━━━ DATA PROVIDED

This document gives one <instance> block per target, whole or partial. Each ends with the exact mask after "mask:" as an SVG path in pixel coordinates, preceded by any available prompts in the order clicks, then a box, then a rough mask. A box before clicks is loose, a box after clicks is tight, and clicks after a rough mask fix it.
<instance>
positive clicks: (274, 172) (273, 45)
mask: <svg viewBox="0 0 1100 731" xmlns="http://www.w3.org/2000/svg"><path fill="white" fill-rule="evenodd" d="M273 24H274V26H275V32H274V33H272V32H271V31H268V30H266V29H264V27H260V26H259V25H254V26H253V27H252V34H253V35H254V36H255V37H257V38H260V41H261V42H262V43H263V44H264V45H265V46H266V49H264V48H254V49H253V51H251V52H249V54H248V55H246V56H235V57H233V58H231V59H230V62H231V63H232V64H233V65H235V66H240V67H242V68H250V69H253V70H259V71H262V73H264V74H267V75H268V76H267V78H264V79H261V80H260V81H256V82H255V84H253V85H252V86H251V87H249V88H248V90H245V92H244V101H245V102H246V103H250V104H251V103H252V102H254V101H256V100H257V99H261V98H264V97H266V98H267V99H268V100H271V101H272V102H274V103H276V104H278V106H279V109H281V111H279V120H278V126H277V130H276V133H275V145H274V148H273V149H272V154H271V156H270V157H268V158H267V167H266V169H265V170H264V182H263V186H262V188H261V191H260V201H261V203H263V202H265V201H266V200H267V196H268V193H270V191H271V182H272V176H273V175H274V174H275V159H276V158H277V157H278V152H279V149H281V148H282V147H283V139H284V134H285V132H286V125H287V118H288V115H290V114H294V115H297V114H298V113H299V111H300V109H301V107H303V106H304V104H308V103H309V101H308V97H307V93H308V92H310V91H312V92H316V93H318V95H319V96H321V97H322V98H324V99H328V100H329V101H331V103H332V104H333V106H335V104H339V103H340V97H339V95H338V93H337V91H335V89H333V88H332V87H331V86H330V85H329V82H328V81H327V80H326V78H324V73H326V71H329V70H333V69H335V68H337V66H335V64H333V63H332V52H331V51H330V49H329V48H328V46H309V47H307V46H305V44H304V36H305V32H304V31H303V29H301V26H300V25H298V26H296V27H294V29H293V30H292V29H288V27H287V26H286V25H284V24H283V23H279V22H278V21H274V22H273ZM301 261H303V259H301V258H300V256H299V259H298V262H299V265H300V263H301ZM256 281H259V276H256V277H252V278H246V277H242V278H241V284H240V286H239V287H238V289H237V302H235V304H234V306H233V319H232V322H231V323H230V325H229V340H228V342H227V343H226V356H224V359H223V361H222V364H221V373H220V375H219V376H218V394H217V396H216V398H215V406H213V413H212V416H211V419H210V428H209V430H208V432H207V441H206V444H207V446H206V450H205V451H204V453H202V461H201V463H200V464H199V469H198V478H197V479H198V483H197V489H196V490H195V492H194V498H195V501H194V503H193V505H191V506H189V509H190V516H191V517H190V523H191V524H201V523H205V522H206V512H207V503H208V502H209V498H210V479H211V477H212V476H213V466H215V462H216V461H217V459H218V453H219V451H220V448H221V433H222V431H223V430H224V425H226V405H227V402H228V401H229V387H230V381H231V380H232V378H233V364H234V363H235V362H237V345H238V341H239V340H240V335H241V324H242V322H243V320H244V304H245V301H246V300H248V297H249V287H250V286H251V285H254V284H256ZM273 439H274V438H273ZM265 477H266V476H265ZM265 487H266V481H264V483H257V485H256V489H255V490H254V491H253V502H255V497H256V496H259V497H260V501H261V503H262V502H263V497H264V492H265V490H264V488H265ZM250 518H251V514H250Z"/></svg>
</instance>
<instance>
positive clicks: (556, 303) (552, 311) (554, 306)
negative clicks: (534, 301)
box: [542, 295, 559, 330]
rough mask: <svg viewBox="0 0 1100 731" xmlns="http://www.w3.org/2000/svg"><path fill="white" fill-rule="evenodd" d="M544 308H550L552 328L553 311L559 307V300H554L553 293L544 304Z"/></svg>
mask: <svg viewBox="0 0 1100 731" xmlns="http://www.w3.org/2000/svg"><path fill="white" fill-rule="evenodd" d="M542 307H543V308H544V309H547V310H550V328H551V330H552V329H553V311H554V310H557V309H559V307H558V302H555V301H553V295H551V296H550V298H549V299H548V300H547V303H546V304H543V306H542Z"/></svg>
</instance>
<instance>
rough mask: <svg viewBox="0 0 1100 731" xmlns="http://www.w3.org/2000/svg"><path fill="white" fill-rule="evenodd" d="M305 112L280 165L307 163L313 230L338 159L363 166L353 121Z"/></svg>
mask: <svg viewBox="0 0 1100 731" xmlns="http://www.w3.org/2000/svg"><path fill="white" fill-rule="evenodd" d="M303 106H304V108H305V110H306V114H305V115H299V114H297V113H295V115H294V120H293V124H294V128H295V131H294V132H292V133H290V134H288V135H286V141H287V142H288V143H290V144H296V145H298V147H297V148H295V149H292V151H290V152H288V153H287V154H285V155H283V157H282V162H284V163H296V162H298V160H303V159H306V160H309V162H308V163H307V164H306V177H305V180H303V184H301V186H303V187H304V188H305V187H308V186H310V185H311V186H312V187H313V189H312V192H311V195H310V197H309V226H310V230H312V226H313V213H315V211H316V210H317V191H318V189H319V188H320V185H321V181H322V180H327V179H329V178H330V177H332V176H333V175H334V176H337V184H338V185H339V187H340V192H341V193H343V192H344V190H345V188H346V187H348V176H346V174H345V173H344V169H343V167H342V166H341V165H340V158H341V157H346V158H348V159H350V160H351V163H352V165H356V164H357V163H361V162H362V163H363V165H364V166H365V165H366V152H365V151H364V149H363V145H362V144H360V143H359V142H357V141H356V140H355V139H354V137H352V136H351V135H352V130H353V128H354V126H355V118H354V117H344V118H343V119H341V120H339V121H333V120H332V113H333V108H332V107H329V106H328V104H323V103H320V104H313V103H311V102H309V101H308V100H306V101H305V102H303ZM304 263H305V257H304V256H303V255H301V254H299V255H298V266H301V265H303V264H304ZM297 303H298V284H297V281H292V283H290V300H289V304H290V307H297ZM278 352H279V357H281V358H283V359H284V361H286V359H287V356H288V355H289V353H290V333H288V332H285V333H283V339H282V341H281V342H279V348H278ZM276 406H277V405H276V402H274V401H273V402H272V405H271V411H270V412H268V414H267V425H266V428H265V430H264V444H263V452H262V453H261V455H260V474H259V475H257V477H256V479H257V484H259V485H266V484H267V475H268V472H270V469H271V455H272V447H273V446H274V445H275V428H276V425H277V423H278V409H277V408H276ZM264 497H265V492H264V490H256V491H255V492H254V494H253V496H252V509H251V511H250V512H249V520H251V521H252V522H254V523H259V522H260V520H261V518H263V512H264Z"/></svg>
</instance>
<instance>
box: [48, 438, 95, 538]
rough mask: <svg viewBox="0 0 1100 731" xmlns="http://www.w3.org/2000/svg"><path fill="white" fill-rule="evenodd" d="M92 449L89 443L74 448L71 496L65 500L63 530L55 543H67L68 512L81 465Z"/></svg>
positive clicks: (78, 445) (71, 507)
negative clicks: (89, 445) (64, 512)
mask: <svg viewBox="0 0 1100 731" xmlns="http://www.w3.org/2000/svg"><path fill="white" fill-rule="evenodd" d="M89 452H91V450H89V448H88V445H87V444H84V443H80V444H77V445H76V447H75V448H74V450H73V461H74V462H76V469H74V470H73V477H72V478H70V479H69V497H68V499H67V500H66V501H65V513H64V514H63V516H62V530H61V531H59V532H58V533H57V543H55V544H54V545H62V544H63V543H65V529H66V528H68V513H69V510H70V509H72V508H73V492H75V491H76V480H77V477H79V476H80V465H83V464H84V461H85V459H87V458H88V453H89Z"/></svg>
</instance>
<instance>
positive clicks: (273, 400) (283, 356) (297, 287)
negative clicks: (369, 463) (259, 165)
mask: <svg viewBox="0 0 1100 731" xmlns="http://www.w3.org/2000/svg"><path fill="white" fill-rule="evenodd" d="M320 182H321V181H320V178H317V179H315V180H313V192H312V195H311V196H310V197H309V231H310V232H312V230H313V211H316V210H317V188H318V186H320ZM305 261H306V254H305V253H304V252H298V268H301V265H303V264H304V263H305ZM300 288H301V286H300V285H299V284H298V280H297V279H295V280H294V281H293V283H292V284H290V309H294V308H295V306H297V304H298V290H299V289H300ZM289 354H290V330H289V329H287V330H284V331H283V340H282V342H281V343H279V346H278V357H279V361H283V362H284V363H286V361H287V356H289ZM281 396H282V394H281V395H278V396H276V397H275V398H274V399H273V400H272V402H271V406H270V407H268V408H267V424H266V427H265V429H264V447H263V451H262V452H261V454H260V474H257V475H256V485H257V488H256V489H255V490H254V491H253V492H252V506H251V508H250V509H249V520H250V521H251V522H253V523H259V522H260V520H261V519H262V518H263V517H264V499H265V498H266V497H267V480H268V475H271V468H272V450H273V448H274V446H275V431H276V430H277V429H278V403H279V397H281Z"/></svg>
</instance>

━━━━━━

▶ [PROMPT]
List everything from the start of the data down through the line containing "positive clicks: (274, 172) (273, 45)" as a JSON array of strings, one string per line, with blank lines omitted.

▶ [FINAL ANSWER]
[
  "This document gives one <instance> block per target, whole or partial. Each ends with the exact mask after \"mask:\" as an SVG path in pixel coordinates, preceded by any available prompts in the order clicks, then a box, then a rough mask. A box before clicks is loose, a box after clicks is tight, and clicks after a rough mask fix it.",
  "<instance>",
  "positive clicks: (274, 172) (273, 45)"
]